What is being asked: Begin at the line that has "[pin] man's face" and stop at the end of the material. Update those lines by changing "fabric" to "nylon" while leaving everything else unchanged, and give back only those lines.

■ ■ ■ ■ ■ ■ ■

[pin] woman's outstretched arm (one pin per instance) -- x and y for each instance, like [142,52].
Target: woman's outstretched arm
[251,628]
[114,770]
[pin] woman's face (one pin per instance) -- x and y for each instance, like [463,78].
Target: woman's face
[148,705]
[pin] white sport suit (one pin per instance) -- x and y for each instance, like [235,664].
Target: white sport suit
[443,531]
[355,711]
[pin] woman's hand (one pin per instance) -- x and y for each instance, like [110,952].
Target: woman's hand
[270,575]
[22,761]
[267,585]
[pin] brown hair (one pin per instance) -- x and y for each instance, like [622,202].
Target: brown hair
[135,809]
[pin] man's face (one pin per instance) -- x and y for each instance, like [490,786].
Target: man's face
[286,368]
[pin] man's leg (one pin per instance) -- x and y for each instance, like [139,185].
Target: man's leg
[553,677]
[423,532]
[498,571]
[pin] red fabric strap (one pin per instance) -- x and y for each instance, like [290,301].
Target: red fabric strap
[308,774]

■ ■ ■ ■ ■ ■ ■

Result of this exercise:
[pin] man's face (one pin per instance) -- x and y for each instance, like [490,786].
Target: man's face
[286,368]
[pin] man's leg (one pin per instance) -- x and y for each instance, like [139,185].
Target: man's leg
[553,677]
[423,532]
[498,571]
[pin] red nylon strap (one pin per instance) -- x and y for each instance, like [290,301].
Target: red nylon strap
[308,774]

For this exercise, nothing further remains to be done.